Format every line of the rows below as a Markdown table with two columns, Line and Content, where Line numbers each line and blank lines are skipped. Leave the pictures out of the table.

*****

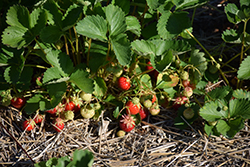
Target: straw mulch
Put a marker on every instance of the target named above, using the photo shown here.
(155, 142)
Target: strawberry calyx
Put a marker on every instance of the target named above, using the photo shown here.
(127, 123)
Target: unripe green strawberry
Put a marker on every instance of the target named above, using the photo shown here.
(58, 124)
(147, 103)
(121, 133)
(154, 110)
(124, 83)
(188, 91)
(97, 106)
(87, 112)
(188, 113)
(224, 108)
(212, 123)
(118, 71)
(184, 75)
(68, 115)
(214, 68)
(86, 96)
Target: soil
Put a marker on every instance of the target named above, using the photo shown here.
(155, 142)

*****

• _Result below_
| Line | Content |
|---|---|
| 1 | Target: straw mulch |
| 2 | Put a marker on every instance of the target named above, using the photo shown here. |
| 3 | (155, 142) |
| 4 | Target: strawberry calyx |
| 5 | Put a marker on every instance of the target named above, using the photo shown here. |
| 6 | (127, 123) |
| 7 | Target: unripe green strawberry |
| 8 | Put a marker on every instance of the target named above, using the photo shown here. |
| 9 | (58, 124) |
| 10 | (147, 103) |
| 11 | (121, 133) |
| 12 | (154, 110) |
| 13 | (124, 83) |
| 14 | (188, 91) |
| 15 | (97, 106) |
| 16 | (87, 112) |
| 17 | (188, 113) |
| 18 | (224, 108) |
| 19 | (212, 123) |
| 20 | (118, 71) |
| 21 | (184, 75) |
| 22 | (68, 115) |
| 23 | (214, 68) |
| 24 | (86, 96) |
| 25 | Target: soil |
| 26 | Put a marker on every instance of the target named above, using the photo shown here. |
| 27 | (155, 142) |